*Data supplied*.

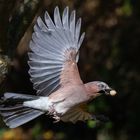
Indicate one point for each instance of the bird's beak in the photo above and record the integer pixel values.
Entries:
(111, 92)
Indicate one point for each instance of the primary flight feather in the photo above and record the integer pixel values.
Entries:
(53, 57)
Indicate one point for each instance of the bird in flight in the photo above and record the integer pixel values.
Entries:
(53, 57)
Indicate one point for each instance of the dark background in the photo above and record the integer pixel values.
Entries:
(110, 53)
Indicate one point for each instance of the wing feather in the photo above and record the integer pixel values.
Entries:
(53, 44)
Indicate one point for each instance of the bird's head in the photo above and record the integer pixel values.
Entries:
(103, 88)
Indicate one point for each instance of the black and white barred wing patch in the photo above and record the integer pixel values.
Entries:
(50, 42)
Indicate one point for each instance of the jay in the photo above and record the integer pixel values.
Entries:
(53, 57)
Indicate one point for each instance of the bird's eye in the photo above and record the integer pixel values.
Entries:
(102, 91)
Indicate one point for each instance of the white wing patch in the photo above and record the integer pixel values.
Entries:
(49, 44)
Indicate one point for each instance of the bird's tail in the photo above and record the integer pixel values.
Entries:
(13, 112)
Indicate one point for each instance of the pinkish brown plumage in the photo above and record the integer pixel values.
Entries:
(53, 57)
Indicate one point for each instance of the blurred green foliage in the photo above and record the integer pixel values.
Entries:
(110, 53)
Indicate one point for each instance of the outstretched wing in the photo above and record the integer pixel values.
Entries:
(54, 51)
(76, 114)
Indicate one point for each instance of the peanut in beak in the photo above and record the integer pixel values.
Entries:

*Problem to work on*. Looking at the records above, count the lines with the word "beak" in them; reply with the number only.

*Worked solution*. 2